### WORK TO COMPLETE
Below is the material. Copy out word for word the part that opens with the line containing "dog's tail in" and closes with the line containing "[(13, 121)]", both of those lines included, and nothing else.

### MATERIAL PROVIDED
..........
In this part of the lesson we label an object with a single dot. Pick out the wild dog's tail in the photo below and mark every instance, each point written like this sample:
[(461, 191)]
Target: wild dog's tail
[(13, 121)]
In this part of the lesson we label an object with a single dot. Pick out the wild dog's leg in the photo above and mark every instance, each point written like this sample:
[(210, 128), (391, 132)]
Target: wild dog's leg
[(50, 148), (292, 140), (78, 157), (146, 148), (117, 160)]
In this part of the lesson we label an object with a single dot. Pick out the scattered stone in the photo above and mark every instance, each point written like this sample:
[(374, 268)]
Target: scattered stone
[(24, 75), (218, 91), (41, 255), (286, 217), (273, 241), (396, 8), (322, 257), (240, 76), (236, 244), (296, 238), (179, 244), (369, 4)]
..........
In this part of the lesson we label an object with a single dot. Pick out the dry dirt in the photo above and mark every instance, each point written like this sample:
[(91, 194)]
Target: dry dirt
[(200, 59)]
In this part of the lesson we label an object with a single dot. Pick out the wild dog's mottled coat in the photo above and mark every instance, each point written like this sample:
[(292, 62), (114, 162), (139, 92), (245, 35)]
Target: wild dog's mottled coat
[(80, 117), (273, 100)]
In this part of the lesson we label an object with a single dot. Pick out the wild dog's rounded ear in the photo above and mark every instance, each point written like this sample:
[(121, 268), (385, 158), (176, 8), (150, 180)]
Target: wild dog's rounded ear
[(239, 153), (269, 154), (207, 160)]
..........
### RESPONSE TO THIS EXERCISE
In this part of the lesson we label an object with a single dot. Pick out the wild dog's tail in the photo below and mark every instance, each point written like this sample:
[(461, 191)]
Target: wild dog's tail
[(13, 121)]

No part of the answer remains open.